**Given problem A**.
Update the passage on integration strategies below by rewriting the stretch from "The most basic" through "be computed separately." with "practice" replaced by "experience".

[BEGIN Extract to read]

Strategies of Integration

The most basic trick for doing integrals is $u$ -substitution. The simplest uses involve taking $u$ to be the inside part of a composition of functions, and have $du$ or a multiple of $du$ appearing in the integral as well. More sophisticated uses involve clever choices of $u$ . There is no single rule for how to pick $u$ . It takes practice to get a feel for it. With definite integrals, the limits of integration must be changed, or the antiderivative must be computed separately.

Standard example:

$\displaystyle\int x \sin\left(x^2+3\right) \,dx \overset{\fbox{$\,\,\,\, u\,=\,x^2+3\\\,\,\, du\,=\,2x\,dx\\ \frac{1}{2}du\,=\,x\,dx$}\\}{=} \frac{1}{2} \int\sin u\,du = -\frac{1}{2}\cos u + C = -\frac{1}{2}\cos\left(x^2+3\right) + C$

Example of substitution on a definite integral, with two ways to solve.

[END Extract to read]
[BEGIN Material provided]

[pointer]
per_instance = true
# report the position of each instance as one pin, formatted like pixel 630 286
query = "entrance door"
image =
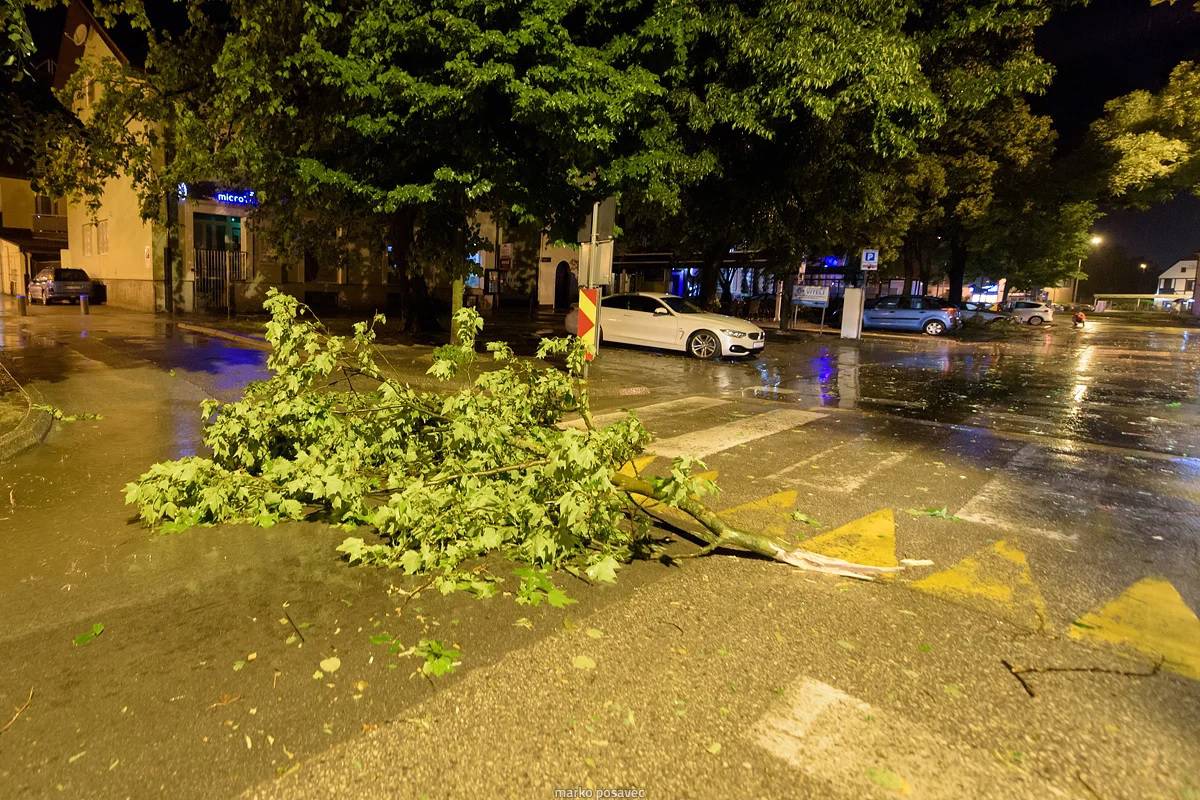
pixel 216 240
pixel 216 232
pixel 565 292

[END Material provided]

**Given problem B**.
Retype each line of the records above verbatim, omitting the pictures.

**Task solution A**.
The most basic trick for doing integrals is $u$ -substitution. The simplest uses involve taking $u$ to be the inside part of a composition of functions, and have $du$ or a multiple of $du$ appearing in the integral as well. More sophisticated uses involve clever choices of $u$ . There is no single rule for how to pick $u$ . It takes experience to get a feel for it. With definite integrals, the limits of integration must be changed, or the antiderivative must be computed separately.

**Task solution B**.
[pointer]
per_instance = true
# report the position of each instance as one pin, formatted like pixel 630 286
query = "entrance door"
image =
pixel 216 240
pixel 216 232
pixel 565 292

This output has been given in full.